---------- Text extract ----------

[<prev] [next>] [<thread-prev] [thread-next>] [day] [month] [year] [list]
Message-ID: <A0329D810FA7795CEDDA5C70@nimrod.local>
Date: Sun, 22 May 2011 12:17:15 +0100
From: Alex Bligh <alex@...x.org.uk>
To: Christoph Hellwig <hch@...radead.org>
cc: linux-kernel@...r.kernel.org, Alex Bligh <alex@...x.org.uk>
Subject: Re: REQ_FLUSH, REQ_FUA and open/close of block devices
Christoph,
--On 22 May 2011 06:44:49 -0400 Christoph Hellwig <hch@...radead.org> wrote:
> On Sat, May 21, 2011 at 09:42:45AM +0100, Alex Bligh wrote:
>> What I am concerned about is that relatively normal actions (e.g. unmount
>> a filing system) do not appear to be flushing all data, even though I
>> did "sync" then "umount". I suspect the sync is generating the FLUSH
>> here, and nothing is flushing the umount writes. How can I know as a
>> block device that I have to write out a (long lasting) writeback cache if
>> I don't receive anything beyond the last WRITE?

----------

▸ Work to do
Extend the mailing-list message about REQ_FLUSH, REQ_FUA and block devices, picking up right after its last quoted sentence. The lines after this point are separate material and are not part of the mailing-list message.

---------- Records shown ----------

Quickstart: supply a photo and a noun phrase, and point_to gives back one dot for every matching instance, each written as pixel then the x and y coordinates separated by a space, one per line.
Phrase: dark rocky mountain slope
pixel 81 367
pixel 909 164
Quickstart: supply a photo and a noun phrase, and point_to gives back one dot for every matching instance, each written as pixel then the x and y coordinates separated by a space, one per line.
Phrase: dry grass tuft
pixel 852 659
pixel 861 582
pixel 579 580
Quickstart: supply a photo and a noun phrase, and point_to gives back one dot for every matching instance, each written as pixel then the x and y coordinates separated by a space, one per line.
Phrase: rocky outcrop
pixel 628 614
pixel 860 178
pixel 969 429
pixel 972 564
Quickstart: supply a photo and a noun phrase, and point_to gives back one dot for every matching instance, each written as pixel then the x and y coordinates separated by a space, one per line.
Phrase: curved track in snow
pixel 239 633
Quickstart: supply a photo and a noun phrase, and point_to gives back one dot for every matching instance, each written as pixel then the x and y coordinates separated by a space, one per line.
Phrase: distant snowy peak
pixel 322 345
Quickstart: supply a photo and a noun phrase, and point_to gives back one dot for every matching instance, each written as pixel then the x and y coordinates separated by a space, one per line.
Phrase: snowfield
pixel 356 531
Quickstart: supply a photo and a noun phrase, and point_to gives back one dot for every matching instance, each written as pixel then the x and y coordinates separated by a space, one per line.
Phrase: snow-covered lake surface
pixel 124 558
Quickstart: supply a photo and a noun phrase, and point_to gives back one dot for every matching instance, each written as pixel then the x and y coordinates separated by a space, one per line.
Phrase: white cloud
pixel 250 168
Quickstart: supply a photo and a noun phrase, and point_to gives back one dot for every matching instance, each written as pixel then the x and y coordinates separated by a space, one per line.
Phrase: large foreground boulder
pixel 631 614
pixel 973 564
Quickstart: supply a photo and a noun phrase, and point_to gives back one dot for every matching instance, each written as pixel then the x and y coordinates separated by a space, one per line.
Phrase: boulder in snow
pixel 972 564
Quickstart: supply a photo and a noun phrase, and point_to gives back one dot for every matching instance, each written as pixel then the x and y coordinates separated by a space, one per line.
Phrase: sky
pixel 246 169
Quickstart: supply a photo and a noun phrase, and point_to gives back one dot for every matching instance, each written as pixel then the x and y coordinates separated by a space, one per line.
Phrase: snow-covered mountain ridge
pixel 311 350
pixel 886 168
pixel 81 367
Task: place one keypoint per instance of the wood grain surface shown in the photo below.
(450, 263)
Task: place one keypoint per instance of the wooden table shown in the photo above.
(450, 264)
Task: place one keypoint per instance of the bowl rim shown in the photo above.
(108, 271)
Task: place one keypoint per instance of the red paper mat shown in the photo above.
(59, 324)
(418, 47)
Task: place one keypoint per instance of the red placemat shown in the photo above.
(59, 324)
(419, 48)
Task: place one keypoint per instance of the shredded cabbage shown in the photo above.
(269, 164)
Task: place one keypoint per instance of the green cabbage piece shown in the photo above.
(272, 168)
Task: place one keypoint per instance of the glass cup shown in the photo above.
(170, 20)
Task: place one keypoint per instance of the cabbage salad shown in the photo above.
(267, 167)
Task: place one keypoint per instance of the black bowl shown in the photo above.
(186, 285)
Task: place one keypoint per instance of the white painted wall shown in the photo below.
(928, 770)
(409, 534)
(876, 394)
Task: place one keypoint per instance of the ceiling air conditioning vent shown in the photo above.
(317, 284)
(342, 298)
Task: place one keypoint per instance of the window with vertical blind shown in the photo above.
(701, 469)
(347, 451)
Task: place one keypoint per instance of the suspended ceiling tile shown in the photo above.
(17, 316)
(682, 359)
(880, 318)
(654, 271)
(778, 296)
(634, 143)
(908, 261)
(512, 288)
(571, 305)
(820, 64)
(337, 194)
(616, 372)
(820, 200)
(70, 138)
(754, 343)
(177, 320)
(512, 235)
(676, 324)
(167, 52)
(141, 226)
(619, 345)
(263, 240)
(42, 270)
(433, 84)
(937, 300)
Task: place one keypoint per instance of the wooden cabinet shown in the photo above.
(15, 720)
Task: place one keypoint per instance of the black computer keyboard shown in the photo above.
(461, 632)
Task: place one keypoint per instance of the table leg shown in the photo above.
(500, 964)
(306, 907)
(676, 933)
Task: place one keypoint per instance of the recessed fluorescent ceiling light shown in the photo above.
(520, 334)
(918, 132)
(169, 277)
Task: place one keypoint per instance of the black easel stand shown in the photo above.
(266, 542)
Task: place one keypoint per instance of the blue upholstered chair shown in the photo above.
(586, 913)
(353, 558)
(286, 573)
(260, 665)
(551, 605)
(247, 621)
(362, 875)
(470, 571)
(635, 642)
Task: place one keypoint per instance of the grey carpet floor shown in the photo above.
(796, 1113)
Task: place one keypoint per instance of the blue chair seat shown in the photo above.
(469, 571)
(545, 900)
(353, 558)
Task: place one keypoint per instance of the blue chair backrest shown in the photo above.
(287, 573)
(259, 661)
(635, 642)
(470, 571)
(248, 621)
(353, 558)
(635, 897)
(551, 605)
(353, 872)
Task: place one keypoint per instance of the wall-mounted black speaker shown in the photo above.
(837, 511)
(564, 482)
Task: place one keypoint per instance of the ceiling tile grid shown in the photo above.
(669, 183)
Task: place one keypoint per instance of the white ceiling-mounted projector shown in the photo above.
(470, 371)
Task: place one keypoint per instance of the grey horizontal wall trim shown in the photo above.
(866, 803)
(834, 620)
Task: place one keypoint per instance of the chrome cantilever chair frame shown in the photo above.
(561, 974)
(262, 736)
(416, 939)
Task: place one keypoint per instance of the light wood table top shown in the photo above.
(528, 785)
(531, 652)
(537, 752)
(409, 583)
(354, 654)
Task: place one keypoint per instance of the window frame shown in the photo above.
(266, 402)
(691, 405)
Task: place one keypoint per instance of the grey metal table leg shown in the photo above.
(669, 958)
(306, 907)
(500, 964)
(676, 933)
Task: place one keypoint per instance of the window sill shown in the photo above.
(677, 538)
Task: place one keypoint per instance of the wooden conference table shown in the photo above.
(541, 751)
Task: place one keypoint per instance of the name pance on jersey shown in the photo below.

----------

▸ The result
>
> In your case it seems like ext3 is doing something wrong. If you
> run the same on XFS, you should not only see the last real write
> having FUA and FLUSH as it's a transaction commit, but also an
> explicit cache flush when devices are closed from the filesystem
> to work around issues like that.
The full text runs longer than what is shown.